= Exercise prompt =
Can you convert the listing below, from the line that contains "Where can the parked" through the end of the listing, into a JSON list of strings with one string per line and blank lines left out?

(Listing excerpted from a collection)
- - - -

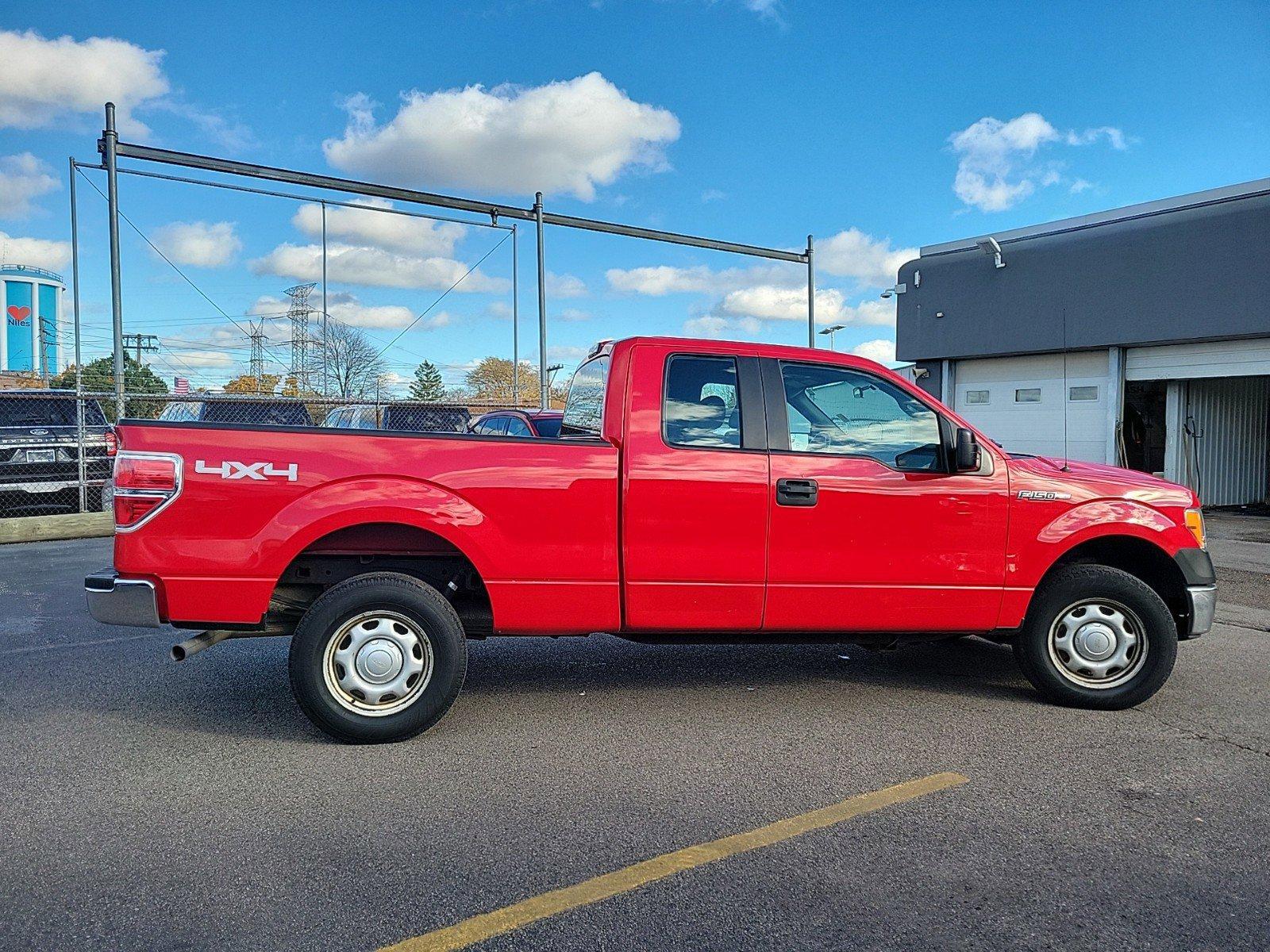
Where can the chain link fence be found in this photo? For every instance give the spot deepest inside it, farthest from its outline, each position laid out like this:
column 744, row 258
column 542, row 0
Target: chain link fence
column 57, row 451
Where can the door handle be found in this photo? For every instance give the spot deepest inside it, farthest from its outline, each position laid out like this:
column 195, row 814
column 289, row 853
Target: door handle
column 797, row 492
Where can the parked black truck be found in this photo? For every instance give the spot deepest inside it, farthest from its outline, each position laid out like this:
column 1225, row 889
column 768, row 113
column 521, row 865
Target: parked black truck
column 40, row 443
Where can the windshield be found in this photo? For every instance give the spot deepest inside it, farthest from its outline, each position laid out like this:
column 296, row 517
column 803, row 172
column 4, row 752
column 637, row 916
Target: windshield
column 427, row 419
column 44, row 412
column 264, row 412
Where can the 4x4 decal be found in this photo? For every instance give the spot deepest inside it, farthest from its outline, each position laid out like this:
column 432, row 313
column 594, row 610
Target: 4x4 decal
column 234, row 470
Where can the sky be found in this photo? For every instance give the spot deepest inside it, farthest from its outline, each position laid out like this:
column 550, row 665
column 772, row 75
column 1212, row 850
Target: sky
column 874, row 127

- - - -

= Exercise result =
[
  "Where can the parked black truck be found in this photo? For every instance give the spot deepest inside it, farthest from its outline, each position laid out like this:",
  "column 1225, row 889",
  "column 768, row 113",
  "column 521, row 865",
  "Target: parked black truck",
  "column 40, row 443",
  "Where can the windshield be found in this photo? For every instance give the spot deepest inside it, farthest from its outline, each position laid out like this:",
  "column 296, row 517",
  "column 803, row 172",
  "column 4, row 752",
  "column 637, row 916",
  "Target: windshield",
  "column 427, row 419",
  "column 44, row 412",
  "column 264, row 412",
  "Where can the 4x4 decal be found in this photo? For every instance give the spot deepest inside it, farthest from its outline, each position laid out like this:",
  "column 432, row 313",
  "column 594, row 610",
  "Target: 4x4 decal",
  "column 234, row 470",
  "Where can the sky be found in this photo? For every instance give the spot deepest inside it, farthest from its outline, each position laid out like this:",
  "column 550, row 665",
  "column 772, row 75",
  "column 1212, row 850",
  "Target: sky",
  "column 874, row 127"
]